#### Texte extrait
Les quelques phrases, concernant la langue, de l'article d'Eric Laurent : "Angoisse de la mort et quantification du lien social" [i]sont moins anodines qu'il peut y paraître. " Dans leur incongruité, ces entités révèlent que la première chose qu'institue la "santé mentale", est une mort de la langue. Elle met à distance la charge d'affect de la langue commune, en lui substituant un pidgin administratif, une langue artificielle", écrit-il. Dans ce passage il s'agit d'une critique du DSM ( Diagnostic and Statistical Manual) qui établit les descriptions des entités psychiatriques et s'est imposé dans le champ de la psychiatrie.
Ce que nous relevons dans ce passage est le lien de la langue et de la charge d'affect. Il y a aujourd'hui des usage particuliers de la langue et, pour préciser davantage, une sophistication accentuée des manières de déconnecter la langue de l'affect. Nul doute que la civilisation ultra technologisée qui s'est mise en place et va se déployer de manière plus étendue et plus rigide [ii], ne contribue encore davantage, dans ses relations à la langue, à cette déconnexion. Cette question s'est depuis longtemps invitée dans le cabinet du psychanalyste.
D'abord, relevons le paradoxe qu'elle soulève. Si d'une part, la manipulation et les usages de la langue et des mots ont des effets immédiats d'assimilation et d'absorption sur chacune des personnes d'un public massifié, il semble d'autre part très difficile de moraliser cette manipulation, tant la langue se prête elle même à cette plasticité, n'étant soumise à quelque norme que ce soit, et du fait aussi qu'elle emporte très vite l'assentiment passif de ce public, qui dans l'ensemble le reprend sans aucune distance et en favorise la diffusion. Eric Laurent en donne un exemple avec le chiffre RPS (Risques Psycho Sociaux) qui rature, gomme, la notion de souffrance au travail. Mais la langue et ses usages n'appartiennent à personne, et rien d'illicite ne semble s'opposer à cette manipulation qui se fait de manière automatique. Qui manipule ? Personne, dans le même temps où tout le monde se ment. C'est là un des éléments du problème.
Le livre de Victor Klemperer LTI, la langue du III ème Reich est tout entier consacré à cette question de la langue. A propos par exemple du verbe "monter" extrait d'un discours de Goebbels, puis qui s'est diffusé dans la presse japonaise, il écrit : " l'insensibilité absolue au sens mécanique de ce verbe vient de ce qu'il est employé plusieurs fois à propos d'une organisation [...] LTI [...], elle est envahie d'expressions mécaniques et ne sent pas la rupture de style et l'indignité de combinaisons telles qu'une organisation montée".[iii] Ici on peut relever l'effet voulu par le discours ou les discours dominants : rendre les mots insensibles à l'auditoire ou au lectorat pris en masse, cependant qu'ils emportent, en termes d'actes, des conséquences dramatiques pour chaque personne isolément.

[Données de localisation de points]
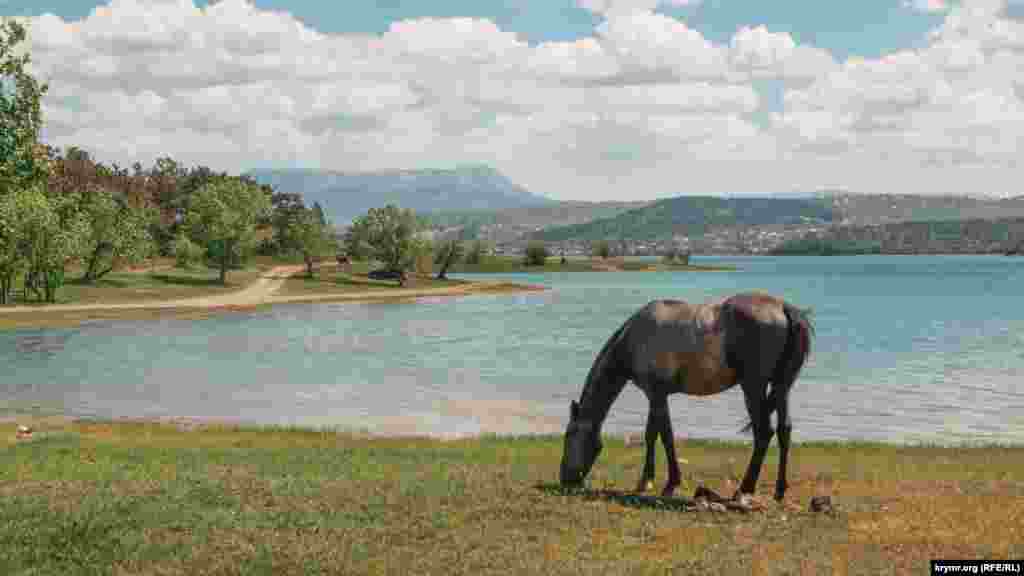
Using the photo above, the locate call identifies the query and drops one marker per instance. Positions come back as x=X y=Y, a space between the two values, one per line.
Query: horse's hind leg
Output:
x=784 y=427
x=760 y=412
x=668 y=441
x=650 y=437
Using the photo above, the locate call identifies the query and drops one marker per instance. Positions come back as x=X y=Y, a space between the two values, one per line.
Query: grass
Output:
x=147 y=498
x=330 y=279
x=508 y=264
x=158 y=280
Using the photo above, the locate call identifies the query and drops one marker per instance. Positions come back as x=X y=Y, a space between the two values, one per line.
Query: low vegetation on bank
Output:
x=508 y=264
x=131 y=497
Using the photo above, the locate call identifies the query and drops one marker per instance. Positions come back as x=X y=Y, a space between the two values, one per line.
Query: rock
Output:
x=821 y=504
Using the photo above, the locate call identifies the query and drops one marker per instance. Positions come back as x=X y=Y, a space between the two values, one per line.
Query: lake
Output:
x=908 y=348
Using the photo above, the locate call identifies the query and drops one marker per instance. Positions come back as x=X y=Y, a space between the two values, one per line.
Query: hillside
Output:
x=969 y=236
x=693 y=215
x=863 y=209
x=346 y=195
x=511 y=223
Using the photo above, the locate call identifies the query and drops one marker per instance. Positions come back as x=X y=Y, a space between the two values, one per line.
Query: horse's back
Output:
x=702 y=348
x=680 y=347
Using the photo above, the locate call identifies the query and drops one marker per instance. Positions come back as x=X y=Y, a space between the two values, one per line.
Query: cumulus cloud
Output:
x=930 y=6
x=643 y=107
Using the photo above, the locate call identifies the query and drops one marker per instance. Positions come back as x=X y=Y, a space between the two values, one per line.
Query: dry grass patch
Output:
x=148 y=498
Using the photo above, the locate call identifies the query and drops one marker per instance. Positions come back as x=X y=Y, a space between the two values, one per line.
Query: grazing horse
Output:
x=672 y=346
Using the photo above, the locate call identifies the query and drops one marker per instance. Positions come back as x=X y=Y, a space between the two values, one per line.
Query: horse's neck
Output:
x=601 y=393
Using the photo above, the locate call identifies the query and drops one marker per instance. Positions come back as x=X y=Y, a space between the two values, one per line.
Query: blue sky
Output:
x=627 y=99
x=865 y=28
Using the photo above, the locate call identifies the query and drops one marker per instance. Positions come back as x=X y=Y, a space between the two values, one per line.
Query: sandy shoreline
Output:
x=264 y=292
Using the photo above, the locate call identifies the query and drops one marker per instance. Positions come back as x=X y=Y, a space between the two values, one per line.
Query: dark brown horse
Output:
x=671 y=346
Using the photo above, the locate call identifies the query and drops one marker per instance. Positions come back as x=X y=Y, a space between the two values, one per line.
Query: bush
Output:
x=475 y=254
x=537 y=254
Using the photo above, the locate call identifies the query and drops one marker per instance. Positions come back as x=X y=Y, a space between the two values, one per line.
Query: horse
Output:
x=671 y=346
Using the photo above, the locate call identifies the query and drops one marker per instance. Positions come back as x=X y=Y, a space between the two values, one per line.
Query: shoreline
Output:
x=44 y=424
x=261 y=293
x=397 y=428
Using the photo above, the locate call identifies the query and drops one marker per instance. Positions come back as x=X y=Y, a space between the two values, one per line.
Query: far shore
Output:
x=258 y=294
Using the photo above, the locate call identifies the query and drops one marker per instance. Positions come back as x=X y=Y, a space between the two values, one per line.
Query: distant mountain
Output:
x=512 y=223
x=693 y=215
x=346 y=195
x=868 y=209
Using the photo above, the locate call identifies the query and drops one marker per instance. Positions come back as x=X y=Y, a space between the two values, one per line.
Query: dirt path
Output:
x=256 y=293
x=263 y=291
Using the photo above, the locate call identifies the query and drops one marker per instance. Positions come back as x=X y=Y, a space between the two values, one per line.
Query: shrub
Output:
x=537 y=253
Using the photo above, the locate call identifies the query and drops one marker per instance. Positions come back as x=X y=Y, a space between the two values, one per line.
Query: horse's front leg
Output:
x=668 y=441
x=650 y=436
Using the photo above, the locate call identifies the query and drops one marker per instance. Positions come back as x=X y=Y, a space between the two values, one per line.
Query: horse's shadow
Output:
x=624 y=498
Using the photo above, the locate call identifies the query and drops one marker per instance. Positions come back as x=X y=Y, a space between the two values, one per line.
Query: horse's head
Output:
x=583 y=444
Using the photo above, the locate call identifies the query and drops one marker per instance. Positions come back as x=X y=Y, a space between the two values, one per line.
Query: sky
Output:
x=574 y=99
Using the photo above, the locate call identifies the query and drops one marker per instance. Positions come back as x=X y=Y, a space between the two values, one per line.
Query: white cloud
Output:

#### Consigne A
Dites si chaque affirmation s'accorde avec le texte sur la langue et l'affect, par oui ou non, en citant mot pour mot les mots qui tranchent. (i) Le DSM établit les descriptions des entités psychiatriques. (ii) La langue obéit à des normes qui empêchent qu'on la manipule. (iii) Le verbe « monter » est tiré d'un discours de Hitler.
#### Consigne B
Poursuivez le texte sur la langue et l'affect à partir de sa dernière phrase.

#### Réponse rédigée A
(i) Oui : « qui établit les descriptions des entités psychiatriques ».
(ii) Non : « n'étant soumise à quelque norme que ce soit ».
(iii) Non : « extrait d'un discours de Goebbels ».

#### Réponse rédigée B
Nous ferons ici état de quelques amorces vraiment minimes au regard de l'ampleur de la question, mais dont nous voudrions ultérieurement multiplier les angles d'ouverture.
L'usage aujourd'hui de l'anglais, non seulement dans le monde des affaires et les échanges commerciaux, mais au sein même des entreprises multinationales entre leurs salariés, relève de cette sophistication d'un usage de la langue dont la déconnexion avec les affects est radicale, et favorise ce que Klemperer appelle " la mécanisation de l'existence humaine" [iv]. Dans une de ses présentations cliniques, le psychanalyste Jacques Lacan [v ]montrait par exemple, combien pour l'homme qui lui exposait à ce moment ses difficultés, il était nécessaire d'utiliser la langue française, mettant ainsi à distance les affects qui eux étaient localisés et véhiculés par le dialecte corse parlé dans l'intimité familiale.
Autre point : Aujourd'hui dans le champ de la santé publique et sur le site de l'ARS ( Agence régionale de santé) une expression par exemple fait florès, parmi de nombreuses autres : "Démocratie sanitaire". A vue de nez, et en prenant rapidement en compte l'étymologie, cette expression semble ajustée. Relevons pourtant le télescopage entre deux champs sémantiques.
Celui de la politique dans lequel a cours le terme de démocratie, et celui dela santé qui se relie à celui de sanitaire. Démocratie sanitaire est encore choquant, l'expression le restera t elle encore dans quelque temps? Elle est choquante car elle accrédite l'idée dans le public qu'il y a démocratie sur ce point, que chacun en est l'acteur, ou en décide. D'autre part il faudrait dérouler la pelote de laine que constitue ce mot. Un terme comme "égalité" par exemple ne fait il pas partie des résonances implicites?
Pris selon une autre perspective, on peut entendre le mot "sanitaire" comme le terme pudique, mais plus étendu dans son application, de celui d"hygiénique", transportant ainsi avec lui des relents de l'hygiènisme du XIX siècle, quand il apparaît aujourd'hui que le " comportement sanitaire" de la personne constitue un paramètre de sa prise en charge par les sociétés d'assurances, soit un hygiénisme croisé à des préoccupations productivistes.
Bref le rapport de la langue et de l'affect nous semble au coeur de la question. Ajoutons que c'est quand même Freud qui l'a formulée à propos de ses cas cliniques de patients obsessionnels.
Autre point qui la prolonge , celui de la relation de l'affect et du corps, de sa vitalisation et de sa dévitalisation, qu'il faudrait aussi microscoper.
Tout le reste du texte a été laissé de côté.